→ **OPDRACHT**: Kun je de regels letterlijk uit de items halen, beginnend bij de regel met "Habitat-census task: mark the window" en doorlopend tot en met de regel met "point(395, 161)"? Laat de afbeeldingen daarbij weg.

→ **AANGELEVERDE ITEMS**:
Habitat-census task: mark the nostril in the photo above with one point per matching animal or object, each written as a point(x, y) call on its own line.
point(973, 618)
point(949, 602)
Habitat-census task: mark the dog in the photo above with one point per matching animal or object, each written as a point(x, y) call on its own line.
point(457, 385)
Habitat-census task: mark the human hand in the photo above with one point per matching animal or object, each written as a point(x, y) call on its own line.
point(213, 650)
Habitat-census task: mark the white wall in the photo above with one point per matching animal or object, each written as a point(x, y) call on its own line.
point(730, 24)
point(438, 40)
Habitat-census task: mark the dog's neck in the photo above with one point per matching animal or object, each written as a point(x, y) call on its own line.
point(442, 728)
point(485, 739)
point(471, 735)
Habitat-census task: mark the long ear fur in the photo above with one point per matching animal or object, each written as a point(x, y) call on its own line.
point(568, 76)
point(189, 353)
==
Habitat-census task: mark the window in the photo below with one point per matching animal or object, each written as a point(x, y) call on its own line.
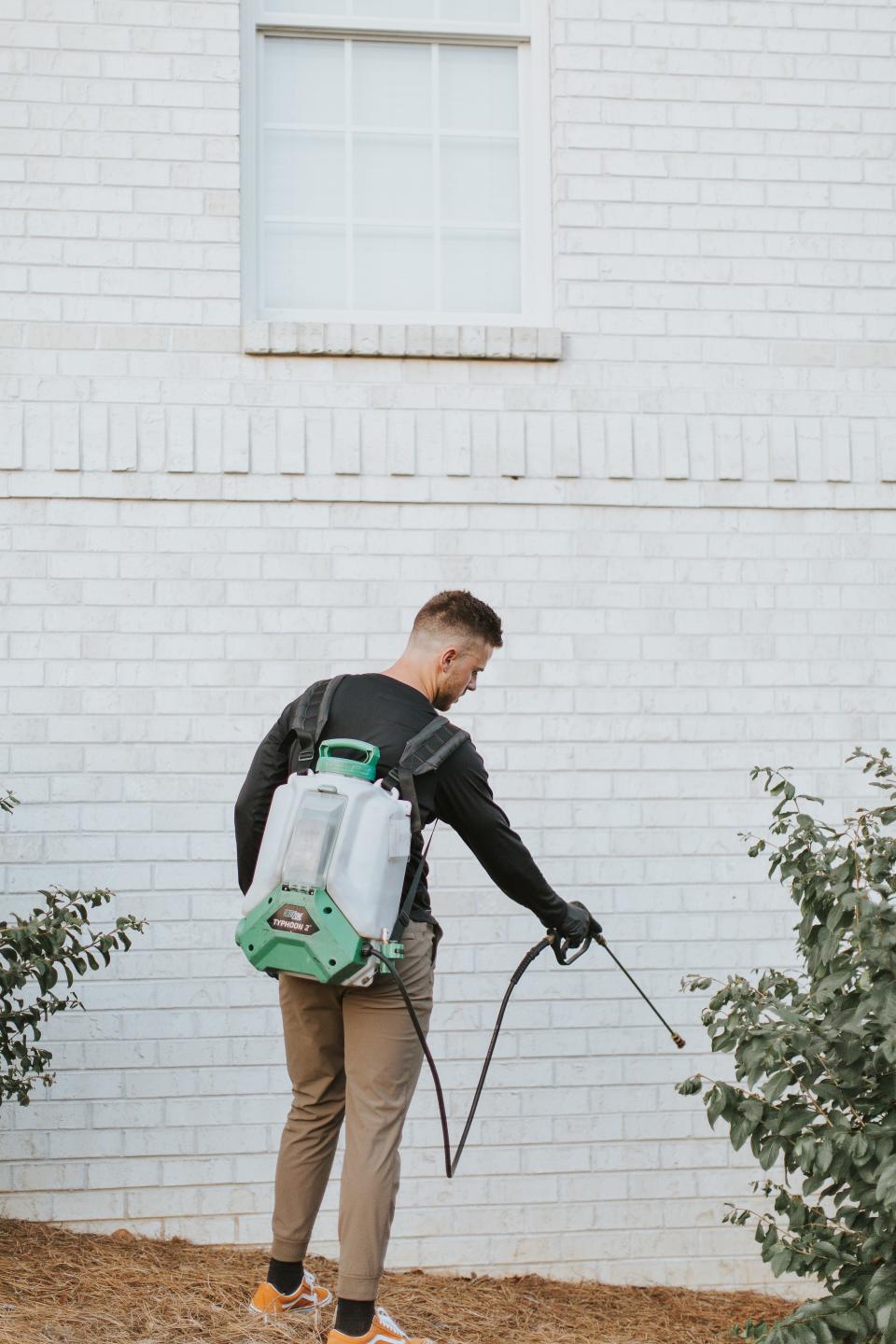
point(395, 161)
...
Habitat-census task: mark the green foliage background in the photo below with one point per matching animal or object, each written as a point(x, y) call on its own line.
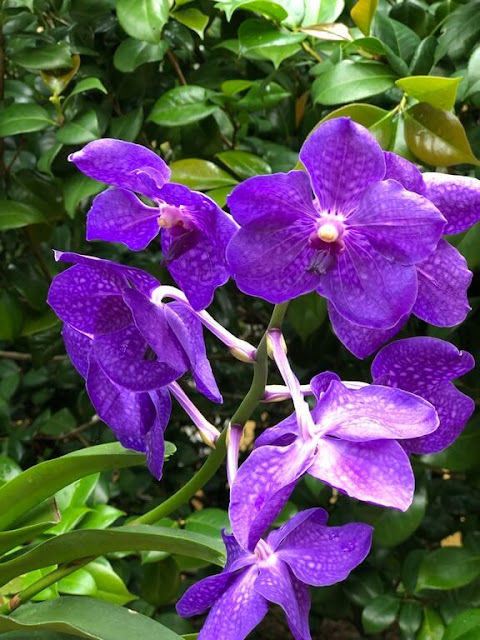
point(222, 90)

→ **RESULTAAT**:
Habitat-census task: mark the window in the photo below with one point per matching animal or object, each written as a point(x, y) call on its own line.
point(395, 161)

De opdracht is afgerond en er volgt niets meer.